# 原文
+===+
福音 №339 2016年8月
「恵みと平和」
わたしたちの父である神と主イエス・キリストからの恵みと平和が、あなたがたにあるように。フィリピ1:2
今一つ一つ読み返してみて、驚いた。パウロの書いた手紙13通、どの手紙も「恵みと平和」を祈る祈りから始まっている。他にはペテロの手紙2通も、始めに「恵みと平和がますます豊かに与えられるように」とある。今まで、挨拶の慣用語のように思って読み過ごしていたけれど、「恵みと平和」、この言葉は限りなく深く、神様の御性質そのものなのだと、ふっと気づいた。明日も分からぬ弱く小さな人間に、恵みと平和をあふれるほどに与えることが神様の御意志であり、私たち人間は神様の恵みと平和を受けるときにだけ満ち足りた存在となる。もう一歩踏み込んで言うなら、神様の与えてくださる恵みと平和はイエス・キリストの内にすべて詰まっており、イエス様を思っていると、神様の与えてくださる恵みと平和が見えてくる。
神様の恵みと平和は変わらない。
私が迷ったって、
世の中が荒れ狂ったって
神様の恵みと平和は変わらない。
そうだった、本当にそうだった。私たちに神様の恵みとキリストの平和があえば、この世のどんな困難や、理不尽なことにも押しつぶされはしないだろう。だからパウロは手紙を書く時はいつも、まず「神とキリストの恵みと平和」を祈ったのだ。だが、どんなにパウロが祈ってくれても、その恵みと平和をすぐに忘れてしまう者は、いったいどうすればいいのか。
+===+
# 課題 1
原文によると、パウロの書いた手紙はどれもどんな祈りから始まっていますか？
# 課題 2
原文の「わたしたちの父である神と主イ」から「さる恵みと平和が見えてくる。」までを、両端も含めて一字一句そのまま打ち直してください。

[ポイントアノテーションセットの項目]
+===+
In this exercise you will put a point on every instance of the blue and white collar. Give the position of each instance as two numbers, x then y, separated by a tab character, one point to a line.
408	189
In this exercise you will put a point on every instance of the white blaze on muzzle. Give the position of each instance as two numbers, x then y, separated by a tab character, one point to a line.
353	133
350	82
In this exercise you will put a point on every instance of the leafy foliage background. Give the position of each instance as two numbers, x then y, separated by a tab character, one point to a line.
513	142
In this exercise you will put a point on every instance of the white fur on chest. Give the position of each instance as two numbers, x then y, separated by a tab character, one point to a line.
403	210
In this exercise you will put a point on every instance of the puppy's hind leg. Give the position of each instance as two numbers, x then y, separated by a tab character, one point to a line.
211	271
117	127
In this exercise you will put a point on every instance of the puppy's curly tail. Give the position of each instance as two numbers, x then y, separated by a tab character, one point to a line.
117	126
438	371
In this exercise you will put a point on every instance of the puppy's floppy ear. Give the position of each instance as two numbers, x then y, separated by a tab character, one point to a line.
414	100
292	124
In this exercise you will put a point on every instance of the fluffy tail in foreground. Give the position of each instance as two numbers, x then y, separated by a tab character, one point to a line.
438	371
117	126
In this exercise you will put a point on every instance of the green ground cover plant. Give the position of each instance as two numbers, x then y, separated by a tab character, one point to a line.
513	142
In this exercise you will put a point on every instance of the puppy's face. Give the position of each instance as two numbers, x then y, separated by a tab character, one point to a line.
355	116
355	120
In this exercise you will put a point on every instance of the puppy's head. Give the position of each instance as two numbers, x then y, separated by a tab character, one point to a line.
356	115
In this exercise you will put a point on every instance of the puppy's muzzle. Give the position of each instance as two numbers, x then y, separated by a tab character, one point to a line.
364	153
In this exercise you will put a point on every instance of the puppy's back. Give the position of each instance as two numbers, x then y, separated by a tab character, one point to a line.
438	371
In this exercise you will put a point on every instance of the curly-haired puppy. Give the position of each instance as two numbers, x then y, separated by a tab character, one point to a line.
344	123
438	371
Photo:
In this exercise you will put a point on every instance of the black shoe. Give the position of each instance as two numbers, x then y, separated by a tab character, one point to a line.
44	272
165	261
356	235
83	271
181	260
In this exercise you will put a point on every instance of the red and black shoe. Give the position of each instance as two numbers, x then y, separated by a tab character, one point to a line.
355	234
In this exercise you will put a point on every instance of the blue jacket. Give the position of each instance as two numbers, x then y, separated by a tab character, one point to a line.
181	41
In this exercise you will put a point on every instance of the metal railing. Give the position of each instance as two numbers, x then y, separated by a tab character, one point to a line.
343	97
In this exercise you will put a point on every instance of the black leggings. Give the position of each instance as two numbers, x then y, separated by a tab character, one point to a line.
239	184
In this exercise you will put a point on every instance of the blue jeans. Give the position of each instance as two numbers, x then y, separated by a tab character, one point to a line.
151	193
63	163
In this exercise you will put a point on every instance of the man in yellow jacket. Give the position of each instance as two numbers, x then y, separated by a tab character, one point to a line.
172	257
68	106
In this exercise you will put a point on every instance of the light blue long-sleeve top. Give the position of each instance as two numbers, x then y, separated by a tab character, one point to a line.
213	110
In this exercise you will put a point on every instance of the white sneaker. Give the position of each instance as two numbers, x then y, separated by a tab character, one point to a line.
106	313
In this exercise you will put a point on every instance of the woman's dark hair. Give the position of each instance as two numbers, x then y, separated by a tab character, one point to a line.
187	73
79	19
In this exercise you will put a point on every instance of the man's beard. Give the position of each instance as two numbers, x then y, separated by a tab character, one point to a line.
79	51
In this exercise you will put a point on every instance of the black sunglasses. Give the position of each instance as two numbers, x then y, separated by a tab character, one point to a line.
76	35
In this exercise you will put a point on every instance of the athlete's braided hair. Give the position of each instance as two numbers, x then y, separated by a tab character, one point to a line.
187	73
+===+
# 解答例 1
「恵みと平和」を祈る祈りから始まっています。

# 解答例 2
わたしたちの父である神と主イエス・キリストからの恵みと平和が、あなたがたにあるように。フィリピ1:2
今一つ一つ読み返してみて、驚いた。パウロの書いた手紙13通、どの手紙も「恵みと平和」を祈る祈りから始まっている。他にはペテロの手紙2通も、始めに「恵みと平和がますます豊かに与えられるように」とある。今まで、挨拶の慣用語のように思って読み過ごしていたけれど、「恵みと平和」、この言葉は限りなく深く、神様の御性質そのものなのだと、ふっと気づいた。明日も分からぬ弱く小さな人間に、恵みと平和をあふれるほどに与えることが神様の御意志であり、私たち人間は神様の恵みと平和を受けるときにだけ満ち足りた存在となる。もう一歩踏み込んで言うなら、神様の与えてくださる恵みと平和はイエス・キリストの内にすべて詰まっており、イエス様を思っていると、神様の与えてくださる恵みと平和が見えてくる。